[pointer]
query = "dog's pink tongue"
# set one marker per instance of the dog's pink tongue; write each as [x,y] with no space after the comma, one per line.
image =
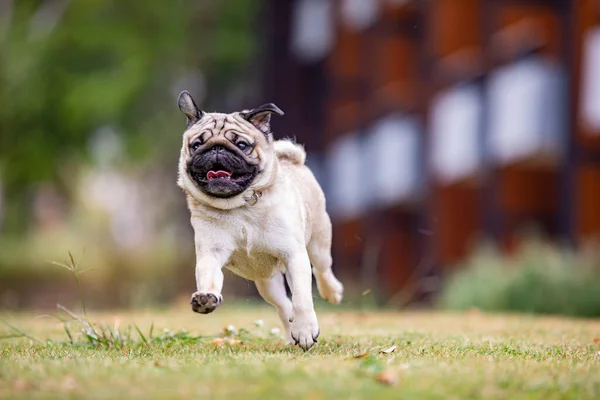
[217,174]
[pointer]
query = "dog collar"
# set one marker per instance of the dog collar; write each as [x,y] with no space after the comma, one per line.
[252,198]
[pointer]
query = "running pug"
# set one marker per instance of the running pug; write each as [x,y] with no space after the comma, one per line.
[258,211]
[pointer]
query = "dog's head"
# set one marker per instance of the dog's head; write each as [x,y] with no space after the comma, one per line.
[224,154]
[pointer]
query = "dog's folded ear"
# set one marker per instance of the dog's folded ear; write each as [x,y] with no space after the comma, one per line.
[188,107]
[261,117]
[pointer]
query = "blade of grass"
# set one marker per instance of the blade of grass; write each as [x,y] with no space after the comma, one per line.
[19,331]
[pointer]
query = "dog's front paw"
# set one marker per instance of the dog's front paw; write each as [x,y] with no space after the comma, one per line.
[205,303]
[305,331]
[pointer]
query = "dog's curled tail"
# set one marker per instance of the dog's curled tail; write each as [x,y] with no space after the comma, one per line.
[290,151]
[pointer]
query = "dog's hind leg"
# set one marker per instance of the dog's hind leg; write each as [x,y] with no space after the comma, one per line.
[319,252]
[274,293]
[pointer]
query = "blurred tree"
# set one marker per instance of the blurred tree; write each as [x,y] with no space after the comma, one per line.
[68,68]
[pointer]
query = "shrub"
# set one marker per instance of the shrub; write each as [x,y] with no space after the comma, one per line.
[539,278]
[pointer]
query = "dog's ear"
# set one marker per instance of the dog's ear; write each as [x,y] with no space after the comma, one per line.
[261,117]
[188,107]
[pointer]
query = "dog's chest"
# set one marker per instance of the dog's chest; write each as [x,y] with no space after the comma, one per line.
[255,256]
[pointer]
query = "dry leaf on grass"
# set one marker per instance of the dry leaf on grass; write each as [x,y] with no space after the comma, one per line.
[389,350]
[387,378]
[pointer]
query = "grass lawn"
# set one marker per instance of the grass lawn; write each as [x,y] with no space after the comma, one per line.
[438,356]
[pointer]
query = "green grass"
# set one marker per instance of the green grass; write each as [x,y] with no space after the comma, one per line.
[438,356]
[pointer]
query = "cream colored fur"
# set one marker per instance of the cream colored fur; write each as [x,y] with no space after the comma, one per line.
[286,231]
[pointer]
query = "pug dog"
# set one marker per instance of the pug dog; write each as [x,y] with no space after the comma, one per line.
[258,211]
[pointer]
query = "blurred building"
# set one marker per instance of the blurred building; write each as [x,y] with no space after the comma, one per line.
[434,123]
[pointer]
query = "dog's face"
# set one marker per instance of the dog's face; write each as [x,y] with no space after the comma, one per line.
[224,154]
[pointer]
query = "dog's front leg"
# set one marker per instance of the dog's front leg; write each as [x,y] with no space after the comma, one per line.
[209,283]
[305,327]
[210,260]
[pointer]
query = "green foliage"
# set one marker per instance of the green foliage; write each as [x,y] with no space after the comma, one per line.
[538,279]
[103,63]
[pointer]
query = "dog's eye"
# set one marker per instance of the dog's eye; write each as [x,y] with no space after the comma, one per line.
[242,145]
[194,146]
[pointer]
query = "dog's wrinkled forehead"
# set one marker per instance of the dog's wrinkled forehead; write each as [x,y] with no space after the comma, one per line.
[246,121]
[218,124]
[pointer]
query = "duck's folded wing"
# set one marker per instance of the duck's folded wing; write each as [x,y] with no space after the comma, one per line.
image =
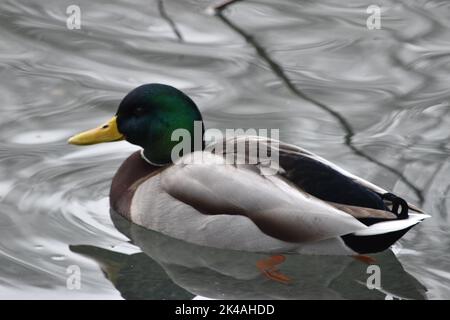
[292,149]
[276,207]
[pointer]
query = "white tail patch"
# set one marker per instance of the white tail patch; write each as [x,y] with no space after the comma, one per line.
[392,226]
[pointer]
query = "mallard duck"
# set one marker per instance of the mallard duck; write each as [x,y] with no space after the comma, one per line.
[309,205]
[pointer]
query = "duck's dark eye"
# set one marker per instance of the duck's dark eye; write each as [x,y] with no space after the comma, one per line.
[139,111]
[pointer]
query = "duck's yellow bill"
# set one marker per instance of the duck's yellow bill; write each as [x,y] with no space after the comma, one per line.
[106,133]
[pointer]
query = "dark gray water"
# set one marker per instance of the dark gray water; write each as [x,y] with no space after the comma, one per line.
[373,101]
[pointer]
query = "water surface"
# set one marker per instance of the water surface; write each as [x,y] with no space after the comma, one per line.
[373,101]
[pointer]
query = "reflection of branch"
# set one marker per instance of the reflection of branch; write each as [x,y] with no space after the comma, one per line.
[221,6]
[278,70]
[165,16]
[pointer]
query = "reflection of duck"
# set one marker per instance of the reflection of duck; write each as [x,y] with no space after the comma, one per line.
[309,205]
[228,274]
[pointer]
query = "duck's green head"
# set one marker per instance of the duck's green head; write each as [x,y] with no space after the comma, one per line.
[147,117]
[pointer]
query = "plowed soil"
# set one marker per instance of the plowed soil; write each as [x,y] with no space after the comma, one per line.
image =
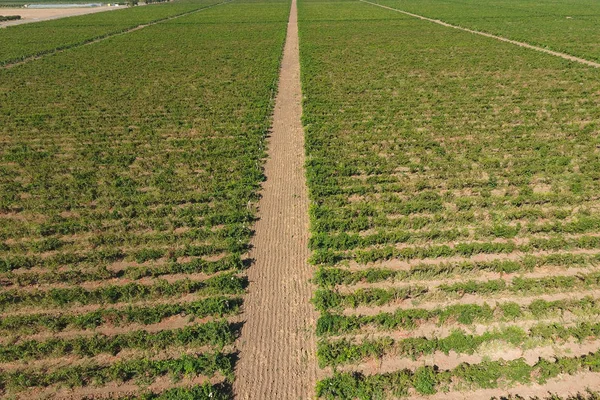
[277,345]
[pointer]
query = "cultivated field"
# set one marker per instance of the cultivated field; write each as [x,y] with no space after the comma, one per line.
[158,231]
[128,176]
[454,186]
[568,26]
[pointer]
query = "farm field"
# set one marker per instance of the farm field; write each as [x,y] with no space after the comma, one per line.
[115,284]
[454,209]
[570,27]
[173,175]
[25,41]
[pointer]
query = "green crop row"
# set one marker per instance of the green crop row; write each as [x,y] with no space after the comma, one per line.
[71,32]
[429,380]
[465,249]
[345,241]
[325,299]
[464,314]
[205,391]
[218,333]
[558,26]
[141,370]
[330,277]
[146,315]
[74,276]
[344,351]
[220,284]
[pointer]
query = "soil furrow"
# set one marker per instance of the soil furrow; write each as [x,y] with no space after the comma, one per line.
[277,344]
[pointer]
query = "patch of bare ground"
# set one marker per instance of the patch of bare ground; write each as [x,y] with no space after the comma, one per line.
[29,15]
[277,345]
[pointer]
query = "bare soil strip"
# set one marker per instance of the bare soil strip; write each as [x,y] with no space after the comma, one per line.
[29,15]
[489,35]
[277,344]
[104,37]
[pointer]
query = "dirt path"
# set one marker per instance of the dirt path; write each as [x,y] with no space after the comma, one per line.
[277,345]
[29,15]
[500,38]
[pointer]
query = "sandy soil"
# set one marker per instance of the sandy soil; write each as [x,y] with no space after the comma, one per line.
[277,344]
[43,14]
[502,39]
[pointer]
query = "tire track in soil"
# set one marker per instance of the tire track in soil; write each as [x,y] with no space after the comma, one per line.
[277,344]
[489,35]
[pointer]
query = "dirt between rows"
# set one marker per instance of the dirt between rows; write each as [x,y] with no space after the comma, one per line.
[29,15]
[277,345]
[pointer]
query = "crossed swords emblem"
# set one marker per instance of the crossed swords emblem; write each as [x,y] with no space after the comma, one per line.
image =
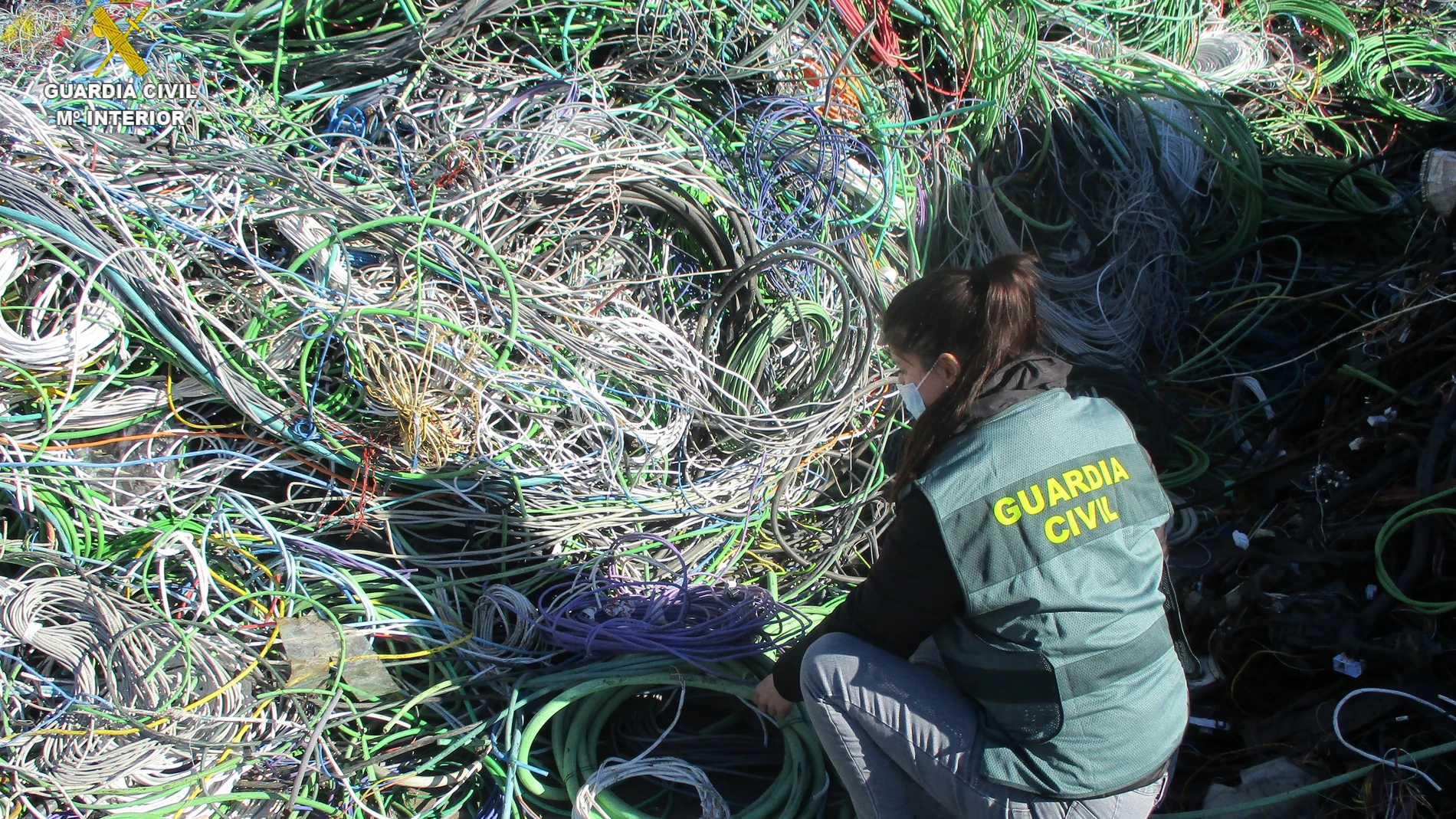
[120,45]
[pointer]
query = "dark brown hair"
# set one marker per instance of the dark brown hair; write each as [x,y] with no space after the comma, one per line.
[985,317]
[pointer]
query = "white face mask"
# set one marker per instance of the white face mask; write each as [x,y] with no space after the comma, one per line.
[910,395]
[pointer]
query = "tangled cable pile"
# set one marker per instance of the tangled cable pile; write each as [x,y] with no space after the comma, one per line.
[454,388]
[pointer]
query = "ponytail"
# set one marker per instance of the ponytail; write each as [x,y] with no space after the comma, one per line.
[985,317]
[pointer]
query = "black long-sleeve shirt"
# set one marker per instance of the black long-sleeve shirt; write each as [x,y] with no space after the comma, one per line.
[910,591]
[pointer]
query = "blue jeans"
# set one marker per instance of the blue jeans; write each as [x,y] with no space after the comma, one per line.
[904,742]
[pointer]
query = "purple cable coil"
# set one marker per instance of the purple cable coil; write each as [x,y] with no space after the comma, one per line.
[699,623]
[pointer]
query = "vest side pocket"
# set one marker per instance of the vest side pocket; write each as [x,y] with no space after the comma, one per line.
[1018,690]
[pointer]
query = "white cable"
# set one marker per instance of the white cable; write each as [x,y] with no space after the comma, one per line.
[1372,757]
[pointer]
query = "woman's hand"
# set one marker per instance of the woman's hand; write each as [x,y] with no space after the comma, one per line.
[766,696]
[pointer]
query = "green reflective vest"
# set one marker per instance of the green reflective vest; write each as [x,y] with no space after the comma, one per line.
[1048,513]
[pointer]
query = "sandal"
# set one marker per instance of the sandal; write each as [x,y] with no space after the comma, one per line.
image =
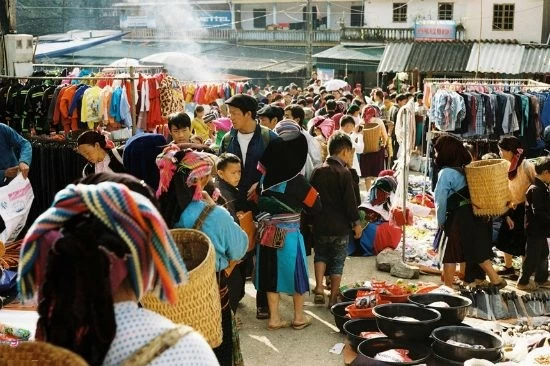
[319,299]
[262,313]
[300,326]
[282,324]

* [Task requirements]: Please tally the lines of the material above that contain the string "wrinkled", with case counting, and give only the number.

* [Full answer]: 2